## What you need to do
Rewrite the lines below with "information plaque" changed to "display sign" wherever it occurs, keeping everything else the same. Leave out the pictures.
## START Supplied data
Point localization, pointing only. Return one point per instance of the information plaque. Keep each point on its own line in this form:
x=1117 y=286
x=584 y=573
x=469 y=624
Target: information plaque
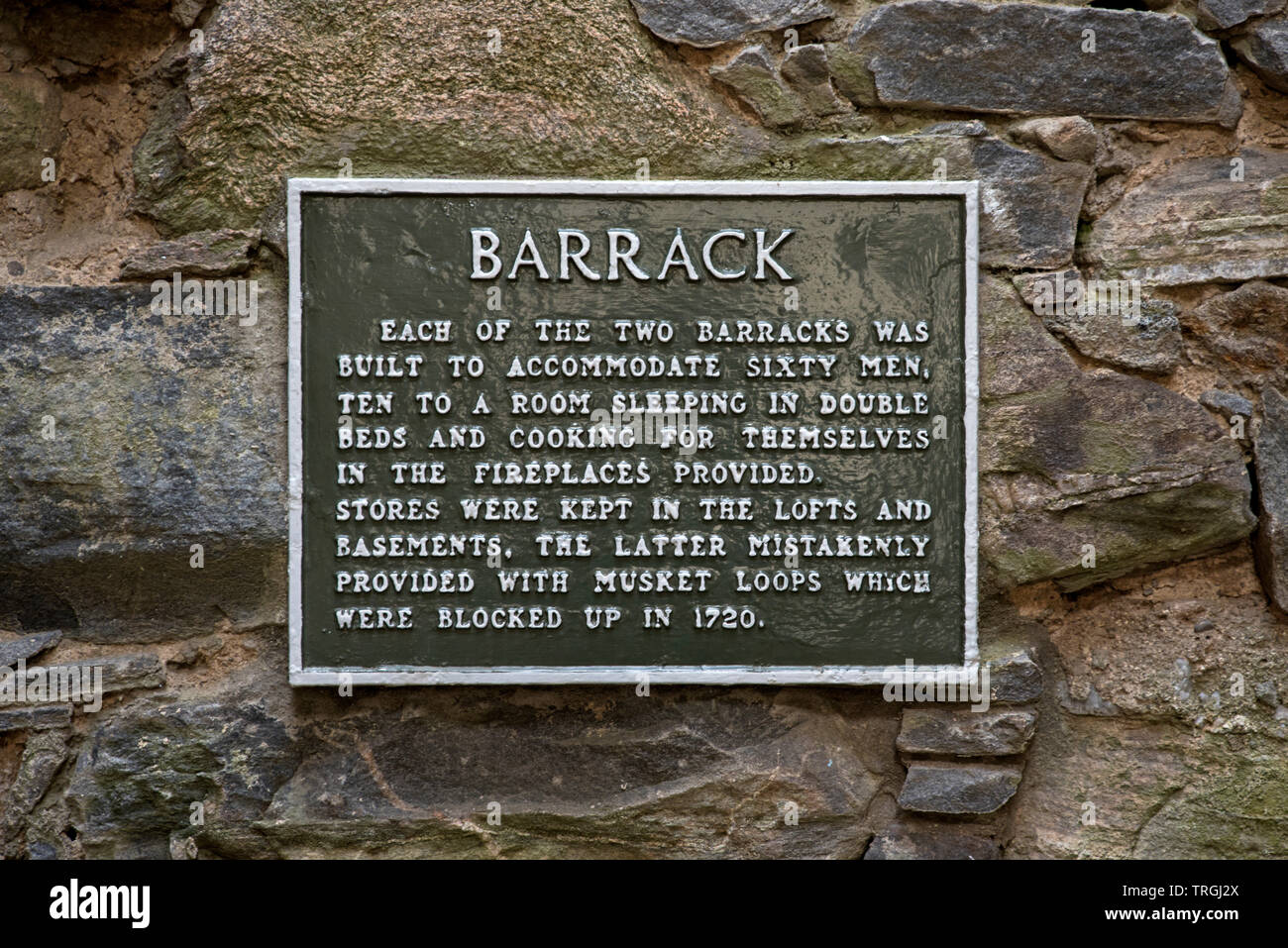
## END Supplied data
## Exercise output
Point localization, pointing only. Return one point per instance of the display sign. Keep each point on its own line in this form:
x=1117 y=286
x=584 y=573
x=469 y=624
Target: display sign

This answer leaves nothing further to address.